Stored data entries
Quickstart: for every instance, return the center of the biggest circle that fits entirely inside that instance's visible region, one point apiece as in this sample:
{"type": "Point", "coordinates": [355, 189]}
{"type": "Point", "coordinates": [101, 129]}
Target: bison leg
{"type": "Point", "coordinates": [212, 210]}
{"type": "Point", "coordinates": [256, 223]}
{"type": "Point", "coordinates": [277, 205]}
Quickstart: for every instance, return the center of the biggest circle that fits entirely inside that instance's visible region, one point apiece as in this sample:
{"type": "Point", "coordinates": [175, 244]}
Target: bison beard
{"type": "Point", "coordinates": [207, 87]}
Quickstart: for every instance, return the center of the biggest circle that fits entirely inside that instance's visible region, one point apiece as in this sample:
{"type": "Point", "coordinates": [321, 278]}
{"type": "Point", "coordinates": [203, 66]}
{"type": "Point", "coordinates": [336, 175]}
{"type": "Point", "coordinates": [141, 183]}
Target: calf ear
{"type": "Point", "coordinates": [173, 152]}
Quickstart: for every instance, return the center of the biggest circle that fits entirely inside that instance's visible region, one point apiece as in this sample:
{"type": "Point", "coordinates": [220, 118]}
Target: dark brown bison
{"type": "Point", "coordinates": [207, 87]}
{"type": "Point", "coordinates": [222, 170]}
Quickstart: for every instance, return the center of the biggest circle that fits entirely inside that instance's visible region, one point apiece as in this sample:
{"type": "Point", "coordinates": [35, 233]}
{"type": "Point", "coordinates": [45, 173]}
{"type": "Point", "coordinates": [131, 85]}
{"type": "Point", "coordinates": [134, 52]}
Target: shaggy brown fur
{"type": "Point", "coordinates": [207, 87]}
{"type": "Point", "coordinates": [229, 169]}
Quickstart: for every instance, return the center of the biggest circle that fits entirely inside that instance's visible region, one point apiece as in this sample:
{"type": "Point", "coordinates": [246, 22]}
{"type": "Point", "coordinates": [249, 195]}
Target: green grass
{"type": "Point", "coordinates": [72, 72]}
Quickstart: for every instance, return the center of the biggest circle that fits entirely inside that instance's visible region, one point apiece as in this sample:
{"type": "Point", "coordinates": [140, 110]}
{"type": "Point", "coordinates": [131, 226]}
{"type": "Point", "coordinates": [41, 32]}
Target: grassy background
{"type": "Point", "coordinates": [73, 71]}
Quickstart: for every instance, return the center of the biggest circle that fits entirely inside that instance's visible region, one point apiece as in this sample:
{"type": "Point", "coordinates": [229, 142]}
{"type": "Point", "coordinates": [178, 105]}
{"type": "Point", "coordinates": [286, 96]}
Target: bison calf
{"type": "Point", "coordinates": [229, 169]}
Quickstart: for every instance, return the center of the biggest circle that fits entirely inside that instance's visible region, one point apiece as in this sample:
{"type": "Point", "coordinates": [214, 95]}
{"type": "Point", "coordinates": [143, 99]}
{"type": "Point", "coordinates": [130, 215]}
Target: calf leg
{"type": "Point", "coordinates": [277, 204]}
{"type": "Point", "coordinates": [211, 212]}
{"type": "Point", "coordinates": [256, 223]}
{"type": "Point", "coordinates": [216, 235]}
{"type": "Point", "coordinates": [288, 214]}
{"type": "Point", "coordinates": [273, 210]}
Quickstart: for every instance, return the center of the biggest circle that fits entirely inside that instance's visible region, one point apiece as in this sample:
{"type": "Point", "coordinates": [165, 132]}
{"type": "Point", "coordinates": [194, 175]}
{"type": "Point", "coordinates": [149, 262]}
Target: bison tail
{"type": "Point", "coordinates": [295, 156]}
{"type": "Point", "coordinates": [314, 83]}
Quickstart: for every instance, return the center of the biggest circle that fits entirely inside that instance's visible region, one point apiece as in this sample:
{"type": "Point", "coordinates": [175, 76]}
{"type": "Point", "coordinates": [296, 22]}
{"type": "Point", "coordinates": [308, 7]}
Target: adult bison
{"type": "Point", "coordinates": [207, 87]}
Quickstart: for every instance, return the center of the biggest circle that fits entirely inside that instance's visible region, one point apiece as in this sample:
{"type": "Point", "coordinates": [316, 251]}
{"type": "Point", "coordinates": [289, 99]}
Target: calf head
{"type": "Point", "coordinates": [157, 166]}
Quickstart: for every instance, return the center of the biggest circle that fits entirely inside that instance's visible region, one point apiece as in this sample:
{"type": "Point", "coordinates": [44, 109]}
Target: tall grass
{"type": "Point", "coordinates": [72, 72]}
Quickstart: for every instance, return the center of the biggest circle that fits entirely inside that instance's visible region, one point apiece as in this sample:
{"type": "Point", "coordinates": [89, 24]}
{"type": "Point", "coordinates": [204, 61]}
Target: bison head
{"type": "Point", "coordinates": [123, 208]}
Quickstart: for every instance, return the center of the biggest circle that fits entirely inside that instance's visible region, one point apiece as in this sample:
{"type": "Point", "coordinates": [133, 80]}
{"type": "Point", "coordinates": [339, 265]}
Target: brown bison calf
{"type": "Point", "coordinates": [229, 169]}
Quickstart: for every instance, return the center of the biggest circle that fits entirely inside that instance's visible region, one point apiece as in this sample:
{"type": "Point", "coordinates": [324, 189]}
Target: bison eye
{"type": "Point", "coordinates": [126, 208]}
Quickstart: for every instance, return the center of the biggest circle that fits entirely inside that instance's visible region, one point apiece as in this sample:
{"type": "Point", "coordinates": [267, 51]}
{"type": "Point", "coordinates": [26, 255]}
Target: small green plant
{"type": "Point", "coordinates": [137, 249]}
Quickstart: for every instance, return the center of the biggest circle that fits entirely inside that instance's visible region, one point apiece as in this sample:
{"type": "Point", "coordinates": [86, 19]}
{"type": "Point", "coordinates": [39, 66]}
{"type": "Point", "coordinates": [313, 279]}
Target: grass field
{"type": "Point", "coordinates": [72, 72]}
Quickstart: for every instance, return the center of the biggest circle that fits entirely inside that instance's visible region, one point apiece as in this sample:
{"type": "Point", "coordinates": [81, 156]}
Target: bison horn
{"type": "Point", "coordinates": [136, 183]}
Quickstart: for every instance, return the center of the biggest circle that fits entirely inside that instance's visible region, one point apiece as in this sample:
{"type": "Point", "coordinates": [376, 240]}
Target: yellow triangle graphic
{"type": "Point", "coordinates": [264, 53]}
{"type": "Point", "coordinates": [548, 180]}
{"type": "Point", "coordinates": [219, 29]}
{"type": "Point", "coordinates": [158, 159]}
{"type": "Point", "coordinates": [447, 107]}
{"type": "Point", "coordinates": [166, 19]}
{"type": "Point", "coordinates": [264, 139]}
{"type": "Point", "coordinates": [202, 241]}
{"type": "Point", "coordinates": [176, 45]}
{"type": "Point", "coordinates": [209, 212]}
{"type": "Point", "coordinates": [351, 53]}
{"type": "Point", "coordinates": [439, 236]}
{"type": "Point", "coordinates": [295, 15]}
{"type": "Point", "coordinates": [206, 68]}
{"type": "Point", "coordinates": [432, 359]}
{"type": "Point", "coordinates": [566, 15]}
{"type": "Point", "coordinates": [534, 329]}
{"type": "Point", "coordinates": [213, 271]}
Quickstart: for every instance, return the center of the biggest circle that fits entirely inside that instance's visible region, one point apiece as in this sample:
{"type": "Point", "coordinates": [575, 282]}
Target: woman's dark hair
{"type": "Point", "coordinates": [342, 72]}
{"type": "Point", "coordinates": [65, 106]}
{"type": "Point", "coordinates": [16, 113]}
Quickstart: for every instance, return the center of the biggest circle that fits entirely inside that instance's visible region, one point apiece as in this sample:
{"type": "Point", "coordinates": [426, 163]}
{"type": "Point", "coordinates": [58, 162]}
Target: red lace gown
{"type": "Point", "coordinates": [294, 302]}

### SET TASK
Please reproduce each line exactly as written.

### COMPLETE ANSWER
Quickstart: for every instance, return the center of the biggest circle that fits entirely inside that instance's visible region, one point apiece as in this sample:
{"type": "Point", "coordinates": [355, 189]}
{"type": "Point", "coordinates": [101, 129]}
Target: bison leg
{"type": "Point", "coordinates": [212, 210]}
{"type": "Point", "coordinates": [256, 223]}
{"type": "Point", "coordinates": [277, 205]}
Quickstart: for every instance, return the center of the biggest circle that fits entirely inside that instance's visible region, one point apiece as in this sample:
{"type": "Point", "coordinates": [175, 244]}
Target: bison beard
{"type": "Point", "coordinates": [207, 87]}
Quickstart: for every instance, return the center of the biggest circle that fits entirely inside that instance's visible region, one point apiece as in this sample:
{"type": "Point", "coordinates": [321, 278]}
{"type": "Point", "coordinates": [203, 66]}
{"type": "Point", "coordinates": [336, 175]}
{"type": "Point", "coordinates": [141, 183]}
Target: calf ear
{"type": "Point", "coordinates": [173, 152]}
Quickstart: for every instance, return the center of the biggest circle that fits entirely inside that instance's visible region, one point apiece as in this sample:
{"type": "Point", "coordinates": [220, 118]}
Target: dark brown bison
{"type": "Point", "coordinates": [207, 87]}
{"type": "Point", "coordinates": [222, 170]}
Quickstart: for every instance, return the center of the biggest circle that fits entirely inside that instance's visible region, one point apiece as in this sample:
{"type": "Point", "coordinates": [35, 233]}
{"type": "Point", "coordinates": [45, 173]}
{"type": "Point", "coordinates": [131, 85]}
{"type": "Point", "coordinates": [134, 52]}
Target: shaggy brown fur
{"type": "Point", "coordinates": [207, 87]}
{"type": "Point", "coordinates": [229, 169]}
Quickstart: for every instance, return the center of the biggest circle that fits entirely inside that instance's visible region, one point apiece as in this sample:
{"type": "Point", "coordinates": [246, 22]}
{"type": "Point", "coordinates": [249, 195]}
Target: green grass
{"type": "Point", "coordinates": [72, 72]}
Quickstart: for every instance, return the center of the biggest circle that fits entirely inside that instance's visible region, one point apiece as in this sample:
{"type": "Point", "coordinates": [140, 110]}
{"type": "Point", "coordinates": [131, 226]}
{"type": "Point", "coordinates": [41, 32]}
Target: grassy background
{"type": "Point", "coordinates": [73, 71]}
Quickstart: for every instance, return the center of the biggest circle that fits entirely inside that instance's visible region, one point apiece as in this sample:
{"type": "Point", "coordinates": [229, 142]}
{"type": "Point", "coordinates": [178, 105]}
{"type": "Point", "coordinates": [286, 96]}
Target: bison calf
{"type": "Point", "coordinates": [229, 169]}
Quickstart: for every instance, return the center of the biggest circle that fits entirely inside that instance's visible region, one point apiece as in this sample:
{"type": "Point", "coordinates": [214, 95]}
{"type": "Point", "coordinates": [143, 99]}
{"type": "Point", "coordinates": [130, 215]}
Target: calf leg
{"type": "Point", "coordinates": [277, 204]}
{"type": "Point", "coordinates": [211, 212]}
{"type": "Point", "coordinates": [256, 223]}
{"type": "Point", "coordinates": [216, 235]}
{"type": "Point", "coordinates": [288, 214]}
{"type": "Point", "coordinates": [273, 210]}
Quickstart: for every instance, return the center of the biggest circle that fits entirely inside that instance's visible region, one point apiece as in this sample:
{"type": "Point", "coordinates": [165, 132]}
{"type": "Point", "coordinates": [194, 175]}
{"type": "Point", "coordinates": [149, 262]}
Target: bison tail
{"type": "Point", "coordinates": [295, 156]}
{"type": "Point", "coordinates": [314, 83]}
Quickstart: for every instance, return the center of the biggest circle that fits entirely inside that instance's visible region, one point apiece as in this sample:
{"type": "Point", "coordinates": [175, 76]}
{"type": "Point", "coordinates": [296, 22]}
{"type": "Point", "coordinates": [308, 7]}
Target: adult bison
{"type": "Point", "coordinates": [207, 87]}
Quickstart: for every instance, return the center of the biggest circle that fits entirely inside that instance's visible region, one point apiece as in this sample:
{"type": "Point", "coordinates": [316, 251]}
{"type": "Point", "coordinates": [289, 99]}
Target: calf head
{"type": "Point", "coordinates": [157, 166]}
Quickstart: for every instance, return the center of the biggest circle that fits entirely inside that instance's visible region, one point apiece as in this sample:
{"type": "Point", "coordinates": [44, 109]}
Target: tall grass
{"type": "Point", "coordinates": [72, 72]}
Quickstart: for every instance, return the center of the biggest circle that fits entirely inside that instance's visible region, one point apiece as in this sample:
{"type": "Point", "coordinates": [89, 24]}
{"type": "Point", "coordinates": [204, 61]}
Target: bison head
{"type": "Point", "coordinates": [123, 208]}
Quickstart: for every instance, return the center of the biggest circle that fits entirely inside that instance's visible region, one point apiece as in this sample:
{"type": "Point", "coordinates": [133, 80]}
{"type": "Point", "coordinates": [339, 265]}
Target: brown bison calf
{"type": "Point", "coordinates": [229, 169]}
Quickstart: for every instance, return the center of the biggest circle that fits entirely inside that instance's visible region, one point apiece as in this sample:
{"type": "Point", "coordinates": [324, 189]}
Target: bison eye
{"type": "Point", "coordinates": [126, 208]}
Quickstart: for every instance, return the center of the biggest circle that fits entirely inside that instance's visible region, one point apiece as in this sample:
{"type": "Point", "coordinates": [267, 51]}
{"type": "Point", "coordinates": [26, 255]}
Target: small green plant
{"type": "Point", "coordinates": [137, 249]}
Quickstart: for every instance, return the center of the biggest circle that fits entirely inside that instance's visible region, one point apiece as in this sample:
{"type": "Point", "coordinates": [86, 19]}
{"type": "Point", "coordinates": [39, 66]}
{"type": "Point", "coordinates": [313, 279]}
Target: grass field
{"type": "Point", "coordinates": [72, 72]}
Quickstart: for every instance, return the center of the biggest circle that fits entirely inside that instance's visible region, one point apiece as in this sample:
{"type": "Point", "coordinates": [81, 156]}
Target: bison horn
{"type": "Point", "coordinates": [136, 183]}
Quickstart: for every instance, return the center of the biggest circle that fits entirely inside that instance's visible region, one point apiece as in this sample:
{"type": "Point", "coordinates": [376, 240]}
Target: yellow triangle graphic
{"type": "Point", "coordinates": [264, 53]}
{"type": "Point", "coordinates": [548, 180]}
{"type": "Point", "coordinates": [219, 29]}
{"type": "Point", "coordinates": [158, 159]}
{"type": "Point", "coordinates": [447, 107]}
{"type": "Point", "coordinates": [166, 19]}
{"type": "Point", "coordinates": [264, 139]}
{"type": "Point", "coordinates": [202, 241]}
{"type": "Point", "coordinates": [176, 45]}
{"type": "Point", "coordinates": [209, 212]}
{"type": "Point", "coordinates": [351, 53]}
{"type": "Point", "coordinates": [439, 236]}
{"type": "Point", "coordinates": [295, 15]}
{"type": "Point", "coordinates": [206, 68]}
{"type": "Point", "coordinates": [432, 359]}
{"type": "Point", "coordinates": [566, 15]}
{"type": "Point", "coordinates": [534, 329]}
{"type": "Point", "coordinates": [213, 271]}
Quickstart: for every instance, return the center of the biggest circle that fits entirely inside that instance's visible region, one point apiece as in this sample:
{"type": "Point", "coordinates": [575, 282]}
Target: woman's dark hair
{"type": "Point", "coordinates": [342, 72]}
{"type": "Point", "coordinates": [65, 106]}
{"type": "Point", "coordinates": [16, 113]}
Quickstart: for every instance, return the center of the biggest circle that fits entirely inside that instance's visible region, one point apiece as in this sample:
{"type": "Point", "coordinates": [426, 163]}
{"type": "Point", "coordinates": [58, 162]}
Target: red lace gown
{"type": "Point", "coordinates": [294, 302]}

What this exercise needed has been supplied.